Items from a data source:
□ □ □ □ □
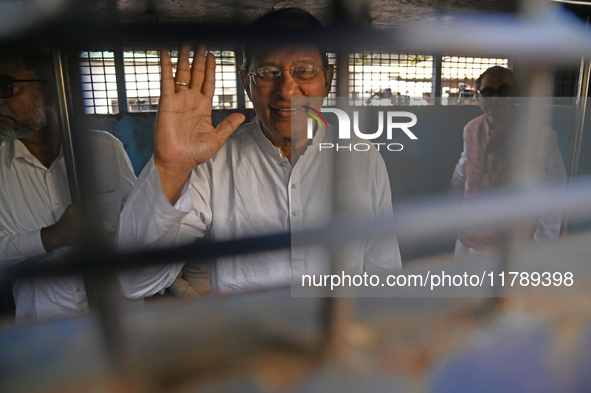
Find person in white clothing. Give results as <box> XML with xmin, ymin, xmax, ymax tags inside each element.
<box><xmin>118</xmin><ymin>9</ymin><xmax>401</xmax><ymax>298</ymax></box>
<box><xmin>0</xmin><ymin>44</ymin><xmax>135</xmax><ymax>321</ymax></box>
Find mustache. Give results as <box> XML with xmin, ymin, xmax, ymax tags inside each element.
<box><xmin>0</xmin><ymin>108</ymin><xmax>16</xmax><ymax>121</ymax></box>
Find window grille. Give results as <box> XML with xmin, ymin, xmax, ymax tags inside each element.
<box><xmin>80</xmin><ymin>50</ymin><xmax>238</xmax><ymax>114</ymax></box>
<box><xmin>80</xmin><ymin>52</ymin><xmax>119</xmax><ymax>114</ymax></box>
<box><xmin>349</xmin><ymin>51</ymin><xmax>433</xmax><ymax>106</ymax></box>
<box><xmin>441</xmin><ymin>56</ymin><xmax>508</xmax><ymax>105</ymax></box>
<box><xmin>123</xmin><ymin>51</ymin><xmax>160</xmax><ymax>112</ymax></box>
<box><xmin>324</xmin><ymin>53</ymin><xmax>337</xmax><ymax>106</ymax></box>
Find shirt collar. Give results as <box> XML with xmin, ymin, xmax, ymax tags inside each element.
<box><xmin>0</xmin><ymin>138</ymin><xmax>64</xmax><ymax>169</ymax></box>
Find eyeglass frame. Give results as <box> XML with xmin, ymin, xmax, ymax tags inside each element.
<box><xmin>246</xmin><ymin>66</ymin><xmax>327</xmax><ymax>86</ymax></box>
<box><xmin>476</xmin><ymin>83</ymin><xmax>515</xmax><ymax>98</ymax></box>
<box><xmin>0</xmin><ymin>78</ymin><xmax>47</xmax><ymax>98</ymax></box>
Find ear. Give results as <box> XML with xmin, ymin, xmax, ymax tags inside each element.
<box><xmin>324</xmin><ymin>64</ymin><xmax>334</xmax><ymax>97</ymax></box>
<box><xmin>240</xmin><ymin>70</ymin><xmax>252</xmax><ymax>101</ymax></box>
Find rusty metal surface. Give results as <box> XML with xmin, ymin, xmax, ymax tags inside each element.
<box><xmin>0</xmin><ymin>233</ymin><xmax>591</xmax><ymax>393</ymax></box>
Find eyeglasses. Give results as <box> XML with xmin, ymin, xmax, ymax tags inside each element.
<box><xmin>478</xmin><ymin>84</ymin><xmax>513</xmax><ymax>98</ymax></box>
<box><xmin>248</xmin><ymin>67</ymin><xmax>324</xmax><ymax>86</ymax></box>
<box><xmin>0</xmin><ymin>78</ymin><xmax>45</xmax><ymax>98</ymax></box>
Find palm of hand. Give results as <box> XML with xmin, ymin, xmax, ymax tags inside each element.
<box><xmin>154</xmin><ymin>45</ymin><xmax>244</xmax><ymax>204</ymax></box>
<box><xmin>154</xmin><ymin>89</ymin><xmax>225</xmax><ymax>169</ymax></box>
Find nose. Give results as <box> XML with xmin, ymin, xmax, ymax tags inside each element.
<box><xmin>277</xmin><ymin>70</ymin><xmax>303</xmax><ymax>100</ymax></box>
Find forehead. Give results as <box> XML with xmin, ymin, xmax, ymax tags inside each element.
<box><xmin>251</xmin><ymin>46</ymin><xmax>322</xmax><ymax>67</ymax></box>
<box><xmin>0</xmin><ymin>57</ymin><xmax>35</xmax><ymax>79</ymax></box>
<box><xmin>480</xmin><ymin>72</ymin><xmax>513</xmax><ymax>89</ymax></box>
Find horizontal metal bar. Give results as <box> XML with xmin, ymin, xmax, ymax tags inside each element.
<box><xmin>0</xmin><ymin>177</ymin><xmax>591</xmax><ymax>279</ymax></box>
<box><xmin>6</xmin><ymin>12</ymin><xmax>591</xmax><ymax>63</ymax></box>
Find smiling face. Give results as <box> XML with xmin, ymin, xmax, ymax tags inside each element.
<box><xmin>477</xmin><ymin>72</ymin><xmax>514</xmax><ymax>121</ymax></box>
<box><xmin>240</xmin><ymin>46</ymin><xmax>333</xmax><ymax>143</ymax></box>
<box><xmin>0</xmin><ymin>59</ymin><xmax>47</xmax><ymax>139</ymax></box>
□ □ □ □ □
Given exercise:
Each line of the data is to be duplicated exactly; pictures stay out of the copy.

Output for this task:
Find person in white clothing. Give results as <box> XML with xmin, ymin, xmax, ymax tags inside each element.
<box><xmin>118</xmin><ymin>9</ymin><xmax>401</xmax><ymax>298</ymax></box>
<box><xmin>0</xmin><ymin>44</ymin><xmax>135</xmax><ymax>321</ymax></box>
Find mustache. Give results as <box> XML with xmin, ymin, xmax, ymax tags inside each element.
<box><xmin>0</xmin><ymin>108</ymin><xmax>16</xmax><ymax>121</ymax></box>
Find window grille. Give results as <box> XML with xmin, ymin, xmax, ymax tags inside each element.
<box><xmin>80</xmin><ymin>50</ymin><xmax>238</xmax><ymax>114</ymax></box>
<box><xmin>80</xmin><ymin>52</ymin><xmax>119</xmax><ymax>114</ymax></box>
<box><xmin>349</xmin><ymin>51</ymin><xmax>433</xmax><ymax>106</ymax></box>
<box><xmin>441</xmin><ymin>56</ymin><xmax>508</xmax><ymax>105</ymax></box>
<box><xmin>123</xmin><ymin>51</ymin><xmax>160</xmax><ymax>112</ymax></box>
<box><xmin>324</xmin><ymin>53</ymin><xmax>337</xmax><ymax>106</ymax></box>
Find shirt collar. Give results as <box> XML with xmin, ymin, xmax, ymax tags inside each element.
<box><xmin>0</xmin><ymin>138</ymin><xmax>64</xmax><ymax>169</ymax></box>
Find eyeglass frame. Give results as <box> XML with xmin, ymin, xmax, ymax tags inside each element.
<box><xmin>246</xmin><ymin>66</ymin><xmax>327</xmax><ymax>86</ymax></box>
<box><xmin>476</xmin><ymin>83</ymin><xmax>515</xmax><ymax>98</ymax></box>
<box><xmin>0</xmin><ymin>78</ymin><xmax>47</xmax><ymax>98</ymax></box>
Find ear. Give results as <box> XML with xmin, ymin, xmax, ymax tags inside each element.
<box><xmin>324</xmin><ymin>64</ymin><xmax>334</xmax><ymax>97</ymax></box>
<box><xmin>240</xmin><ymin>70</ymin><xmax>252</xmax><ymax>101</ymax></box>
Find rusty metal surface. Give results as <box> XML with xmin, ymin, xmax, ymax tags inside each element.
<box><xmin>0</xmin><ymin>233</ymin><xmax>591</xmax><ymax>393</ymax></box>
Find eyeglasses. Give results as <box> XML with xmin, ymin, xmax, ymax tags inside each element.
<box><xmin>478</xmin><ymin>84</ymin><xmax>513</xmax><ymax>98</ymax></box>
<box><xmin>248</xmin><ymin>67</ymin><xmax>324</xmax><ymax>86</ymax></box>
<box><xmin>0</xmin><ymin>78</ymin><xmax>45</xmax><ymax>98</ymax></box>
Find palm of hand. Give results as <box> XML with xmin, ymin, xmax, ymax tags inside each element.
<box><xmin>154</xmin><ymin>45</ymin><xmax>244</xmax><ymax>204</ymax></box>
<box><xmin>154</xmin><ymin>89</ymin><xmax>225</xmax><ymax>169</ymax></box>
Find nose. Give results as <box> XML with xmin, ymin, xmax, ymax tags inside each element.
<box><xmin>277</xmin><ymin>70</ymin><xmax>303</xmax><ymax>100</ymax></box>
Find forehead. Give results as <box> XML with xmin, ymin, xmax, ymax tags inside each element.
<box><xmin>251</xmin><ymin>46</ymin><xmax>322</xmax><ymax>67</ymax></box>
<box><xmin>0</xmin><ymin>57</ymin><xmax>35</xmax><ymax>79</ymax></box>
<box><xmin>480</xmin><ymin>72</ymin><xmax>513</xmax><ymax>89</ymax></box>
Find horizontal metal bar. Give results as <box> XML with xmin, ymin, xmax, ymax tags inside each element.
<box><xmin>0</xmin><ymin>177</ymin><xmax>591</xmax><ymax>279</ymax></box>
<box><xmin>6</xmin><ymin>12</ymin><xmax>591</xmax><ymax>63</ymax></box>
Find smiling face. Give results as <box> XML with xmin, ymin, xmax, ymax tags inside each element.
<box><xmin>477</xmin><ymin>72</ymin><xmax>514</xmax><ymax>121</ymax></box>
<box><xmin>240</xmin><ymin>46</ymin><xmax>333</xmax><ymax>143</ymax></box>
<box><xmin>0</xmin><ymin>59</ymin><xmax>47</xmax><ymax>139</ymax></box>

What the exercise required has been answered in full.